*Extrait à lire:*
En 2023, l’ASA a élaboré six recommandations à l’intention du secteur portant sur le recours à l’IA

1.    l’être humain demeure décisionnaire ;

2.    l’utilisation des données est mesurée, durable et créatrice de valeur ajoutée pour la clientèle et les parties prenantes ;

3.    la transparence des décisions individuelles automatisées et la protection des données sont assurées ;

4.    l’impartialité est garantie lors du recours par l’assurance à des procédés reposant sur l’IA ;

5.    des mécanismes de gouvernance adéquats sont mis en œuvre ;

6.    la robustesse technique et la sécurité des systèmes sont régulièrement contrôlées.

Cyberassurances avec potentiel

En Suisse, la probabilité d’occurrence d’un cyberévénement à même d’entraîner des dommages économiques totaux de 2,5 milliards de francs s’élève à un pour cent. Cela revient à dire qu’un tel événement est susceptible de se produire une fois tous les 100 ans.

 

Il ressort d’un sondage de l’ASA que sept pour cent seulement des entreprises en Suisse sont assurées en cas de cyberattaques. 

 

Selon les calculs actuels, seuls 155 millions de francs de dommages seraient assurés. Cette lacune de couverture, estimée à 90 pour cent, n’est pas surprenante. Il ressort d’un sondage de l’ASA que sept pour cent seulement des entreprises en Suisse sont assurées en cas de cyberattaques. En 2022, les 46 000 entreprises clientes et les 292 000 clients privés ont généré un volume de primes de 108 millions de francs. Ces chiffres ont été obtenus au moyen de la modélisation des cyberrisques. Les cyberexperts de l’ASA les ont élaborés en collaboration avec Moody’s RMS et les ont présentés l’année dernière.    

Montant modélisé des dommages liés à un cyber-événement

Si la couverture d’assurance demeure encore faible, le marché enregistre néanmoins une forte croissance dans l’ensemble. Le volume des primes double actuellement tous les deux à trois ans. Les cyberassurances contribuent à renforcer la résilience de la place économique suisse. 

Une « assurance tremblement de terre » par un système d’engagements conditionnels

À la demande du Parlement, le Conseil fédéral a élaboré une assurance en cas de tremblements de terre au moyen d’un système d’engagements conditionnels. L’idée est la suivante : en cas de secousse sismique provoquant des dommages importants, tous les propriétaires immobiliers en Suisse seraient alors tenus de cofinancer la reconstruction. En outre, il est prévu d’attribuer désormais à la Confédération des compétences en matière de protection contre les tremblements de terre, lesquelles relevaient jusqu’à présent des cantons.

*Données fournies:*

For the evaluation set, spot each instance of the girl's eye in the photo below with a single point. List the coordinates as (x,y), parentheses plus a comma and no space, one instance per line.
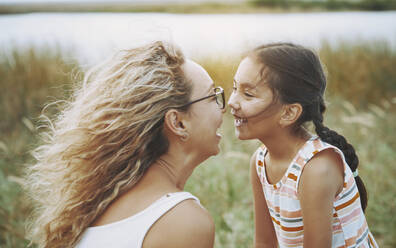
(248,95)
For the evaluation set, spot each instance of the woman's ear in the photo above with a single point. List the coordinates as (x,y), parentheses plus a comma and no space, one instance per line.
(175,124)
(290,114)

*Consigne 1:*
Dites si chacune des affirmations suivantes est conforme à l'extrait à lire. Justifiez chaque réponse par oui ou par non, en citant les mots décisifs de l'extrait.
(a) Dans ses recommandations sur l'IA, l'ASA prévoit que l'être humain garde le pouvoir de décision.
(b) La moitié des entreprises en Suisse sont assurées contre les cyberattaques.
(c) Le volume des primes de cyberassurance double actuellement tous les deux à trois ans.
*Consigne 2:*
D'après l'extrait à lire, quel volume de primes les 46 000 entreprises clientes et les 292 000 clients privés ont-ils généré en 2022 ?
*Consigne 3:*
Expliquez, d'après l'extrait à lire, le principe de l'assurance en cas de tremblements de terre élaborée par le Conseil fédéral.

*Réponse 1:*
(a) Oui : « l’être humain demeure décisionnaire ».
(b) Non : « sept pour cent seulement des entreprises en Suisse sont assurées en cas de cyberattaques ».
(c) Oui : « Le volume des primes double actuellement tous les deux à trois ans ».

*Réponse 2:*
Un volume de primes de 108 millions de francs.

*Réponse 3:*
Cette assurance repose sur un système d'engagements conditionnels. En cas de secousse sismique provoquant des dommages importants, tous les propriétaires immobiliers en Suisse seraient tenus de cofinancer la reconstruction.